Source extract:
######
A variable’s forest importance, by contrast, is the variance-reduction-weighted frequency with which it is selected as a split variable. The two diverge in a predictable way:

  • Continuous variables (e.g., distance_capital, ethnic_frac) admit many candidate split thresholds and tend to be picked frequently for fine-grained slicing, even when each individual split contributes only a tiny amount to actual heterogeneity.
  • Coarse discrete variables like exec_constraints (6 levels) have at most 5 candidate splits. Even when one of those splits captures the dominant moderation pattern, the variable accumulates a smaller total importance than a continuous neighbor that splits 50 times.

Read importances as a screening signal — a “where might heterogeneity be hiding?” first pass. Confirm or reject moderation with a hypothesis-driven GATE, a partial-dependence plot of $\tau(\mathbf{x})$, or the CATE Interpreter described next. The GATE analysis above is what nails the institutional-moderation finding; the importance ranking is what would have made you suspicious enough to draw the GATE plot in the first place.

CATE Interpreter

EconML’s SingleTreeCateInterpreter fits a shallow decision tree to the estimated CATEs themselves — the tree’s outcome is the model’s prediction $\widehat\tau(\mathbf{X}_i)$, not the original $Y_i$. By splitting on $\mathbf{X}$, the tree finds the covariates and thresholds that best separate units with different treatment effects, returning a small set of subgroups summarized by their average $\widehat\tau$. It is a summary of the forest’s heterogeneity surface, not a re-estimation of treatment effects.

from econml.cate_interpreter import SingleTreeCateInterpreter

intrp = SingleTreeCateInterpreter(max_depth=2, min_samples_leaf=100)
intrp.interpret(est_ntl, X)
intrp.plot(feature_names=X_COLS)

Decision tree summarizing CATE heterogeneity for the mining effect Depth-2 decision tree summarizing CATE heterogeneity for the mining effect (1-0). Each leaf reports the mean estimated CATE for the subgroup defined by the splits above it.

Two design choices control how interpretable the output is. Tree depth trades off detail against communicability: depth 2 produces at most four leaves and a story you can tell out loud; depth 4 or more reveals interaction structure but rarely fits in a paper figure. Minimum leaf size (min_samples_leaf=100) prevents the tree from carving out tiny, noisy subgroups whose CATE estimates are statistically unreliable. We pull both into the named module constants CATE_TREE_DEPTH and CATE_TREE_MIN_LEAF in script.py so the choice is one place to change rather than scattered magic numbers.
######
[Coordinate labeling data]

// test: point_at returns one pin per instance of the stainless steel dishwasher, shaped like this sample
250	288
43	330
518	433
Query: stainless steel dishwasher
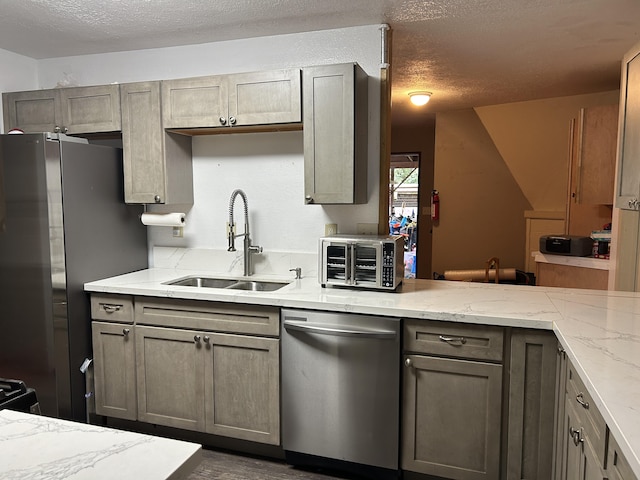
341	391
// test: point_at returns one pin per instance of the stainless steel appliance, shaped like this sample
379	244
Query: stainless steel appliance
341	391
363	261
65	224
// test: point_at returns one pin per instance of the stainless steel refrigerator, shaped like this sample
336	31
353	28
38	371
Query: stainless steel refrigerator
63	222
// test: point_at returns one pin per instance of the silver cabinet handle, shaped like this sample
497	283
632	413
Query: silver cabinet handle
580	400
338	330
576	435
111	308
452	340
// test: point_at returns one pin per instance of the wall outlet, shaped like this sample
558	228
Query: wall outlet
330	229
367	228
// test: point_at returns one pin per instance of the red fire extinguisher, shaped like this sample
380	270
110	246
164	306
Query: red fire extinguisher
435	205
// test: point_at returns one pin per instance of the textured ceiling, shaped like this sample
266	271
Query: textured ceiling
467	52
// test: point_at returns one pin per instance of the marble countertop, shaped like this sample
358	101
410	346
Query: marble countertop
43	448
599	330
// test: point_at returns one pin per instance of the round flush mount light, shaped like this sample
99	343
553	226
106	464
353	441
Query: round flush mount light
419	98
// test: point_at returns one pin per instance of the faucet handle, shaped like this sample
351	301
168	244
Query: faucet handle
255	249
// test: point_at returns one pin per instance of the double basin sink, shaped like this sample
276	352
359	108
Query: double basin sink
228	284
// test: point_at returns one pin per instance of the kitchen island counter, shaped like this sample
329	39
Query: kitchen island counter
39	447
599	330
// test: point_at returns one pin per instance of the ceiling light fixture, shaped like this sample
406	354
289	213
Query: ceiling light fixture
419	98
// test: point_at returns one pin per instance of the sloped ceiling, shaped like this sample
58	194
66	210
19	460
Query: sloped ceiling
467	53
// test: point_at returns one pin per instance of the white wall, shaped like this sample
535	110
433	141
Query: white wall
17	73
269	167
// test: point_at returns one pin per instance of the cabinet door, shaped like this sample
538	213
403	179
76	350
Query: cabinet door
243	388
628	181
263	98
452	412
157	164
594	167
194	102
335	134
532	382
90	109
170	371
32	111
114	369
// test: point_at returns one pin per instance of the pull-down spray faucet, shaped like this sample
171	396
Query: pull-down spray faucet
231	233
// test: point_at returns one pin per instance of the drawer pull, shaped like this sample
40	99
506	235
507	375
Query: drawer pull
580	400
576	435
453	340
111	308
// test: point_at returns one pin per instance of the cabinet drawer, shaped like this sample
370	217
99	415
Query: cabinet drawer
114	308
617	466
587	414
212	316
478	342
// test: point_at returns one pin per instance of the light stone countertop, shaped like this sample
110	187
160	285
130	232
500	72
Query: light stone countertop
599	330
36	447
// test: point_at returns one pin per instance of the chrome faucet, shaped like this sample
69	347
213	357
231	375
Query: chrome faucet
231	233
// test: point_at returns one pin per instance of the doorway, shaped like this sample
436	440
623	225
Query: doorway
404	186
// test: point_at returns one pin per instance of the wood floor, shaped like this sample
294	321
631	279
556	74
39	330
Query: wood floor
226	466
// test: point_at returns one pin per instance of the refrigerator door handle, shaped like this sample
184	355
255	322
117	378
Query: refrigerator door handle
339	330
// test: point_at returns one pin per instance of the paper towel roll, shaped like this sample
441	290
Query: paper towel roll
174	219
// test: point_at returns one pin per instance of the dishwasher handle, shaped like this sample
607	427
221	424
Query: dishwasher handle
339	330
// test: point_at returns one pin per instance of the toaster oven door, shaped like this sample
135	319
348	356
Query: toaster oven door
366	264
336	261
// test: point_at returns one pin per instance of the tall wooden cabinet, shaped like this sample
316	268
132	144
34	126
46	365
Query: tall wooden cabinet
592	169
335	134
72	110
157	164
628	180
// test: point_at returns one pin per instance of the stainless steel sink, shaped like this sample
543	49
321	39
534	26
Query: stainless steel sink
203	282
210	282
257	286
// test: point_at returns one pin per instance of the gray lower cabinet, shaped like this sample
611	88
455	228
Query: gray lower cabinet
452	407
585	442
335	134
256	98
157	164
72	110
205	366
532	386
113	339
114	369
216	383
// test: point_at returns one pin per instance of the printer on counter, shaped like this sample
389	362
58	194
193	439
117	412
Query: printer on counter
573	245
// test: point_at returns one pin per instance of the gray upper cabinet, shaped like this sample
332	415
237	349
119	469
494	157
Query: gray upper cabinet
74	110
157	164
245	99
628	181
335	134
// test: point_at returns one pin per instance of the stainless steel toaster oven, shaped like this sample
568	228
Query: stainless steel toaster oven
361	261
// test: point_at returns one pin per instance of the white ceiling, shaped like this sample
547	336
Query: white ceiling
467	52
######
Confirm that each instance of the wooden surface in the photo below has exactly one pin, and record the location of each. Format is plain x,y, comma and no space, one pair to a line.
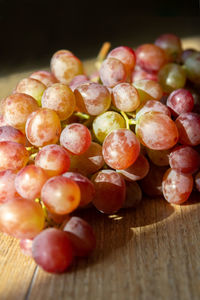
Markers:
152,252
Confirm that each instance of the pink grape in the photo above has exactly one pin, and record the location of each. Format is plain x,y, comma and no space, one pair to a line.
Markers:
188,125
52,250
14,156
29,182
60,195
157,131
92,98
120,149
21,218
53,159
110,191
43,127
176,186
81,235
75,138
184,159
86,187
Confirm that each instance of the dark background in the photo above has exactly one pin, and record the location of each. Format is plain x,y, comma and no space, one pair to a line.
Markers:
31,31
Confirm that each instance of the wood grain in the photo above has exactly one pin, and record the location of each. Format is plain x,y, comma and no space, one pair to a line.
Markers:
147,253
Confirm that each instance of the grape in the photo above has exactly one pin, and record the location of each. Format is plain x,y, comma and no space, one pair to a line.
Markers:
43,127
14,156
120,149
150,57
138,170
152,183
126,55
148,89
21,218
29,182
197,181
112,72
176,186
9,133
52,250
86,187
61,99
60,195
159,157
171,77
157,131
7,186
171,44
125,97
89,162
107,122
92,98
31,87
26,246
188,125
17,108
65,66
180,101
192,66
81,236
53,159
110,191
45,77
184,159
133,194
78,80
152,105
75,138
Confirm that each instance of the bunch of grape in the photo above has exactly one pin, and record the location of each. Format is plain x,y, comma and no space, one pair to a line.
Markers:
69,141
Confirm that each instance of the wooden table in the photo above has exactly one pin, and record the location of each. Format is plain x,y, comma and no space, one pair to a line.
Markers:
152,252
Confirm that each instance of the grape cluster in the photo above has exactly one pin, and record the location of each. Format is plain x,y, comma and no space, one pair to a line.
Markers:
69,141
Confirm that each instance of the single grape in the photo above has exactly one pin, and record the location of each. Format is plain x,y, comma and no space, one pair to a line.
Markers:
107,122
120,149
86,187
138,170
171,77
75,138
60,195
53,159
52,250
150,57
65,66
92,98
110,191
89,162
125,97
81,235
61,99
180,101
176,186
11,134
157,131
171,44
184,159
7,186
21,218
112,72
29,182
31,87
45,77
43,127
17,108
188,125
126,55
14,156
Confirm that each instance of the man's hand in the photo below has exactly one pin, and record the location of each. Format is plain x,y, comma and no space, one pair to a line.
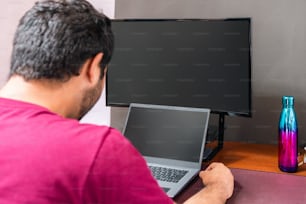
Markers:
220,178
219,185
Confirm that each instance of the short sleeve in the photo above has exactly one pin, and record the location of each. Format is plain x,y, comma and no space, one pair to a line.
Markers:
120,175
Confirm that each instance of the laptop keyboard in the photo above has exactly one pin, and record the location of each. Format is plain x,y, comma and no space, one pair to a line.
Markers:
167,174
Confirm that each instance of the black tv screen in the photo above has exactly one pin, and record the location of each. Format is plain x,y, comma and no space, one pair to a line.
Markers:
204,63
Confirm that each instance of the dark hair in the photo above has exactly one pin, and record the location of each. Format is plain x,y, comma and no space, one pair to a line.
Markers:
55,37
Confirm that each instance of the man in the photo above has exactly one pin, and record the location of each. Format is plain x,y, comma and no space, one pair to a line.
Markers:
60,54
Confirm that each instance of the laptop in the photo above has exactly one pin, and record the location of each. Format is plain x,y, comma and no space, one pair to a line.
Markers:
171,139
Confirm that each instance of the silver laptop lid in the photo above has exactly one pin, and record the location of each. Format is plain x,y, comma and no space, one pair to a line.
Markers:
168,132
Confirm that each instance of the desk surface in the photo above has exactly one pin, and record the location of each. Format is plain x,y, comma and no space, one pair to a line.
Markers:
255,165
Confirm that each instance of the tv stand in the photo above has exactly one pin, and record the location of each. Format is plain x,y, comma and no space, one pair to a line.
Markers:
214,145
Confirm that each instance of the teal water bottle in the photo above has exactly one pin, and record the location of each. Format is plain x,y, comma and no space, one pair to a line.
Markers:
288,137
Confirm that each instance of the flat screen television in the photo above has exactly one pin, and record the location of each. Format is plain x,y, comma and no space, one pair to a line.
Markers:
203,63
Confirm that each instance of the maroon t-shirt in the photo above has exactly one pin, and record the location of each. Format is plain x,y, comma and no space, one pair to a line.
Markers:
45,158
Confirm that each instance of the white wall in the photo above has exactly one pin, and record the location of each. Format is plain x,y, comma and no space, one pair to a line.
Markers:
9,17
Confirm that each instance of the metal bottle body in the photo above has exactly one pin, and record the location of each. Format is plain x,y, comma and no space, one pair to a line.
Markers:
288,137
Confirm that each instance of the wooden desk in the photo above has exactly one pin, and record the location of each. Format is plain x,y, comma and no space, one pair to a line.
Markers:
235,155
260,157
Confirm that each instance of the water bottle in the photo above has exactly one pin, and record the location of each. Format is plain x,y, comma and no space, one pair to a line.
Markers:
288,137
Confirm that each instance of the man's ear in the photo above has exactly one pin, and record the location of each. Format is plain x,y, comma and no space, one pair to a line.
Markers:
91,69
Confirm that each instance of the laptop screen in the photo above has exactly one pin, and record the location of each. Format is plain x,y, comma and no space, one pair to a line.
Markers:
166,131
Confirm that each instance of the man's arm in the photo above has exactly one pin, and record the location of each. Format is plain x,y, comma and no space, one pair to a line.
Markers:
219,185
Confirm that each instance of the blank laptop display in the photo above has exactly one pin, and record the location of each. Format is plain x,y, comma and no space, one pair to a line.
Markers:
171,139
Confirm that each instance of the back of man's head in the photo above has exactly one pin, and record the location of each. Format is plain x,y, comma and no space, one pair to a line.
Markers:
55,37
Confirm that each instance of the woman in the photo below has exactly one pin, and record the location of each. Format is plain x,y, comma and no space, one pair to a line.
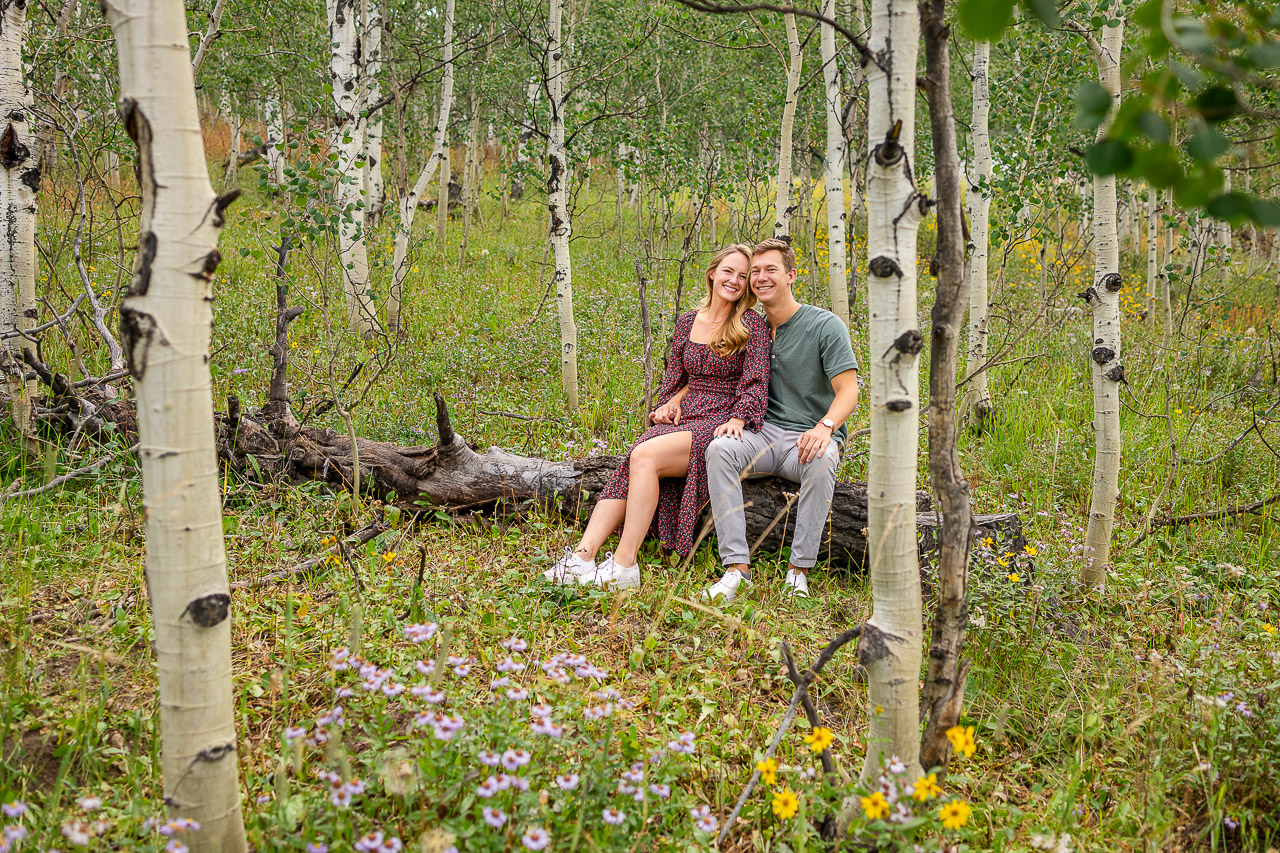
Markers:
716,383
######
Actions to take:
• a. Reproduce the passage on treatment-effect heterogeneity word for word, from "EconML’s SingleTreeCateInterpreter fits" to "intrp.interpret(est_ntl, X)".
• b. Answer these questions using the passage on treatment-effect heterogeneity:
(i) At most how many candidate splits does exec_constraints have?
(ii) What outcome does the tree fitted by SingleTreeCateInterpreter use in place of the original $Y_i$?
(iii) What are the two module constants in script.py that hold the tree settings?

Replies:
• a.
EconML’s SingleTreeCateInterpreter fits a shallow decision tree to the estimated CATEs themselves — the tree’s outcome is the model’s prediction $\widehat\tau(\mathbf{X}_i)$, not the original $Y_i$. By splitting on $\mathbf{X}$, the tree finds the covariates and thresholds that best separate units with different treatment effects, returning a small set of subgroups summarized by their average $\widehat\tau$. It is a summary of the forest’s heterogeneity surface, not a re-estimation of treatment effects.

from econml.cate_interpreter import SingleTreeCateInterpreter

intrp = SingleTreeCateInterpreter(max_depth=2, min_samples_leaf=100)
intrp.interpret(est_ntl, X)

• b.
(i) 5
(ii) The model's prediction $\widehat\tau(\mathbf{X}_i)$, the estimated CATEs
(iii) CATE_TREE_DEPTH and CATE_TREE_MIN_LEAF